#### EXERCISE SET:
• 1. In the forum thread about the balloon belly molly, copy word for word the part that opens with the words containing "Watch the gills" and closes with "upload the pics.".
• 2. In the forum thread about the balloon belly molly, at which store did puppylove.sn buy the white molly?
• 3. Pick up the forum thread about the balloon belly molly right after its last post and keep it going.

#### TEXT EXTRACT:
┌──
# Balloon Belly Molly-is mine pregnant, or dying?



## puppylove.sn (Feb 15, 2010)

I just bought a white balloon belly molly today at Petsmart and i put it in with my other fish. It was being chased by my other balloon belly molly and it looks fatter than the other molly. It is lying on the bottom of my tank and it looks dead but it is still breathing! How do I tell if it is going to give birth to little mollies or if it is about to die? Reply ASAP! I will try to post pictures tomorrow!


----------



## hXcChic22 (Dec 26, 2009)

Generally, a fish lying on the bottom is not so good. Is she laying on her side or just resting on the bottom?


----------



## puppylove.sn (Feb 15, 2010)

she is lying on her side. i just checked on her and i think she is dead. but she could just like be sleeping because the lights are off. i am about to upload some pics


----------



## emc7 (Jul 23, 2005)

Watch the gills closely. A live fish will have slightly moving gills and/or mouth.


----------



## puppylove.sn (Feb 15, 2010)

She is kind of moving, I think. Earlier I put her in a net in case she had babies so that they would be easy to separate from the other fish, but she tried to swim to get out. So I let her out of the net because it looked like it was causing her stress. She was on her side in the net and when I let her out of the net she drifted to the spot where she is now. Currently she is on her side. I tried to post pics but I had trouble doing it and I did not know how to upload the pics.
└──
#### STORED RECORDS:
┌──
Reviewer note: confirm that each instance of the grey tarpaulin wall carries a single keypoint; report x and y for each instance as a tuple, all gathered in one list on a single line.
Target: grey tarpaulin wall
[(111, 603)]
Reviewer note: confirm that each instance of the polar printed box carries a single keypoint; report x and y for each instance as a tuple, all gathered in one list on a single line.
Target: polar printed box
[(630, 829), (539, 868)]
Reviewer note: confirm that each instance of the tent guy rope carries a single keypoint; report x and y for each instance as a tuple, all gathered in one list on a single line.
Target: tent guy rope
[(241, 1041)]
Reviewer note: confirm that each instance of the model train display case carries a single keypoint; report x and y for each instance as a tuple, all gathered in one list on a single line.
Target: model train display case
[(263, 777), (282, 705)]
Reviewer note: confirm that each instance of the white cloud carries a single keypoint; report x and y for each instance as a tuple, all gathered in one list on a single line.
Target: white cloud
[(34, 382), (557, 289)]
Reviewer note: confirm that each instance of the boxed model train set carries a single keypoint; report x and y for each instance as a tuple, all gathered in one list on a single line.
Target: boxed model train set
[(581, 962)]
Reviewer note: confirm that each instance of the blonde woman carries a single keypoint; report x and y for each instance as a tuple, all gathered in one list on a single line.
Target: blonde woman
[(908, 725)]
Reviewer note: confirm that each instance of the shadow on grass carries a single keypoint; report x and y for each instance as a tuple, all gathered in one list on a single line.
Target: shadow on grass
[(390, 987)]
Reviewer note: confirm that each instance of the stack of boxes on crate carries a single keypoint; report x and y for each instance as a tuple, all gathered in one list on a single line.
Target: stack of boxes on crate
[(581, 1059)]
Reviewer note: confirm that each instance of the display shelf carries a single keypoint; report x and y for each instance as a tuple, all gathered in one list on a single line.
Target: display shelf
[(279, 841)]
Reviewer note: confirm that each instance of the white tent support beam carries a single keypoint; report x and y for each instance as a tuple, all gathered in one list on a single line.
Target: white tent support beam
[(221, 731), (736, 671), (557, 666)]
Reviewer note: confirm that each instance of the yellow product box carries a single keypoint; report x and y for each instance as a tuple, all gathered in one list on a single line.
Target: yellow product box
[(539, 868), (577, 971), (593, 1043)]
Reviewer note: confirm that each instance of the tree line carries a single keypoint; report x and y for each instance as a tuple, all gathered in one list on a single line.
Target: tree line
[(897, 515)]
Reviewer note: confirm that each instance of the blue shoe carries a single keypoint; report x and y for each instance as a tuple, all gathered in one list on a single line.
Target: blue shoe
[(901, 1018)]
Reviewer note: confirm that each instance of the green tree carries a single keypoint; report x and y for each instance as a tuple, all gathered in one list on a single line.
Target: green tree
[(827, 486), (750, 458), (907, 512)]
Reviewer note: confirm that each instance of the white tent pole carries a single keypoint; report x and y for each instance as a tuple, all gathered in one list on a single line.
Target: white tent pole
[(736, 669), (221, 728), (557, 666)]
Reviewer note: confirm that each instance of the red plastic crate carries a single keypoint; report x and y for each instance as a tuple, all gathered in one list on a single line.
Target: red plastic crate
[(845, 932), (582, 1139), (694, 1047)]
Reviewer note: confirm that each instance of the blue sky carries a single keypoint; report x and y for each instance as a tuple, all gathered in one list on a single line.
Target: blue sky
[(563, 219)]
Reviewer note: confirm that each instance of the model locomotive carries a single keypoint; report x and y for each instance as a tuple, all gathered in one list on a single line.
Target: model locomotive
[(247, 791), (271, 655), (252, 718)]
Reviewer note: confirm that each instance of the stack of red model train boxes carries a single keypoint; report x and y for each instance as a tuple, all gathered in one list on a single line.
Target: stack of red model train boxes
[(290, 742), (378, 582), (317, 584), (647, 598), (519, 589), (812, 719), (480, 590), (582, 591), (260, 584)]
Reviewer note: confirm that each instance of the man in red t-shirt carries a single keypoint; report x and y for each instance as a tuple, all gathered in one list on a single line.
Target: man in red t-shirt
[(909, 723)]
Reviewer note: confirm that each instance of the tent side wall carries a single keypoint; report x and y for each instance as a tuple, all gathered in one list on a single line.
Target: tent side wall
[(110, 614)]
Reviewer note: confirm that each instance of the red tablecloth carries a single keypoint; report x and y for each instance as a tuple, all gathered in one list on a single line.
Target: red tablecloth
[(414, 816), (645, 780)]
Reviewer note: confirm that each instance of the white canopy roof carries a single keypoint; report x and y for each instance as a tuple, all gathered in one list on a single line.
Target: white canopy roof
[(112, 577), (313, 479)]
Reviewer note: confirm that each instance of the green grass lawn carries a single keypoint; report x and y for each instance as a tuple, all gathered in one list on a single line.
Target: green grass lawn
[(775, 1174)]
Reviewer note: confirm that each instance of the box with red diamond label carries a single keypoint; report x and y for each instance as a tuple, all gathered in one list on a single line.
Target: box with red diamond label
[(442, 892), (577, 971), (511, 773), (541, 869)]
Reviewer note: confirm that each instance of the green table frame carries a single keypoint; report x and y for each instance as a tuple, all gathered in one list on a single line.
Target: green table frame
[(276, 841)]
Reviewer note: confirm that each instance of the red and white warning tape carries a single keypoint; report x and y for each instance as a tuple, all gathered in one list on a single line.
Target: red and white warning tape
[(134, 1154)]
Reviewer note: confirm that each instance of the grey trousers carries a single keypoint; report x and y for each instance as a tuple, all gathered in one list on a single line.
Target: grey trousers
└──
#### RESPONSES TO THE EXERCISE:
• 1.
Watch the gills closely. A live fish will have slightly moving gills and/or mouth.


----------



## puppylove.sn (Feb 15, 2010)

She is kind of moving, I think. Earlier I put her in a net in case she had babies so that they would be easy to separate from the other fish, but she tried to swim to get out. So I let her out of the net because it looked like it was causing her stress. She was on her side in the net and when I let her out of the net she drifted to the spot where she is now. Currently she is on her side. I tried to post pics but I had trouble doing it and I did not know how to upload the pics.

• 2. At Petsmart.

• 3.
----------



## hXcChic22 (Dec 26, 2009)

Try lifting her out of the water. If she is alive, she should struggle when taken out. 
It sounds to me like you're going to lose her anyway... so it probably won't matter much. 
We lost a balloon belly from Petsmart the night of purchase, too.


----------



## puppylove.sn (Feb 15, 2010)

I just lifted her out of the water and she did not struggle. I am pretty sure she is dead. Is there anything that could have caused it? Because when I put her in my tank she was very active but my other balloon belly kind of picked on it.


----------



## hXcChic22 (Dec 26, 2009)

Could have just been stress or an unhealthy fish. We don't seem to have good luck with a lot of livebearers from Petsmart. We've lost a lot of guppies and a platy, and a couple mollies


----------



## puppylove.sn (Feb 15, 2010)

Okay. Thank you for all your help.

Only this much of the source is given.